### TEXT SHOWN
It goes on like this for six more hours. Alarms each time the Pitocin is let loose in my blood stream. The bells ring as her heart rate drops when the contractions subside - baby in distress. After her day at the office my doctor comes in, reads my chart and tells me, calmly, it's time to get the baby out. C-Section.
A part of me is devastated and fearful. I've never had major surgery. Will I get an infection? Will I get to nurse her? Will I die on the table?
It seemed like an eternity passed between the time my doctor spoke those words and the time that they wheeled me into a chilly, sterile room where they would deliver our child.
They secured my arms, crucifixion-like to boards on either side of the table. They gave me an anti-nausea medication and tried to keep me calm. I wasn't although I pretended as best I could.
I wasn't prepared for how they pulled the baby free nor was I prepared for the talking: The annoying anesthesiologist who's job it was to distract me from the surgery and the discourse between the doctor and the students.
Let me tell you there are a few words patients never want to hear: "I've never seen anything like that in all my 25 years" is but eleven. My doctor had two words for me: "Teaching Hospital."

### Dataset records
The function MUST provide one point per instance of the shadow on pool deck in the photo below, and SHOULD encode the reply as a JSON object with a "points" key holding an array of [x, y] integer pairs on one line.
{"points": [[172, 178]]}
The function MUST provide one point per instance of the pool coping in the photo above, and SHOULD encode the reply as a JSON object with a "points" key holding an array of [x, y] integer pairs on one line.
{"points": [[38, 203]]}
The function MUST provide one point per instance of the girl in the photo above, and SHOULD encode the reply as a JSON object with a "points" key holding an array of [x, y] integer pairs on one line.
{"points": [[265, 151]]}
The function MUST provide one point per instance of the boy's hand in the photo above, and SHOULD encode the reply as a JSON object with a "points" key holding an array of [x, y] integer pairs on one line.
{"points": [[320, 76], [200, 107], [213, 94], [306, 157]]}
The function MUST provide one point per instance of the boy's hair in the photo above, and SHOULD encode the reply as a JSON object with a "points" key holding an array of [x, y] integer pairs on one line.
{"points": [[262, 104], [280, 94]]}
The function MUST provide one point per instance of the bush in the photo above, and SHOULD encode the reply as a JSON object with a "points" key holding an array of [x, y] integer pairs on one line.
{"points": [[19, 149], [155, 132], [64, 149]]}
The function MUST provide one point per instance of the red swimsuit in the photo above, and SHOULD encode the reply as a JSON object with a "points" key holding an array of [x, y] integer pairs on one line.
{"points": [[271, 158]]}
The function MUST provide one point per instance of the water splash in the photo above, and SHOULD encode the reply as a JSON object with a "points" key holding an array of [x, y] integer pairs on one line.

### EXERCISE
Extract the full text about the C-section birth word for word. The listing stands apart from the text as separate material.

### RESPONSE TO THE EXERCISE
It goes on like this for six more hours. Alarms each time the Pitocin is let loose in my blood stream. The bells ring as her heart rate drops when the contractions subside - baby in distress. After her day at the office my doctor comes in, reads my chart and tells me, calmly, it's time to get the baby out. C-Section.
A part of me is devastated and fearful. I've never had major surgery. Will I get an infection? Will I get to nurse her? Will I die on the table?
It seemed like an eternity passed between the time my doctor spoke those words and the time that they wheeled me into a chilly, sterile room where they would deliver our child.
They secured my arms, crucifixion-like to boards on either side of the table. They gave me an anti-nausea medication and tried to keep me calm. I wasn't although I pretended as best I could.
I wasn't prepared for how they pulled the baby free nor was I prepared for the talking: The annoying anesthesiologist who's job it was to distract me from the surgery and the discourse between the doctor and the students.
Let me tell you there are a few words patients never want to hear: "I've never seen anything like that in all my 25 years" is but eleven. My doctor had two words for me: "Teaching Hospital."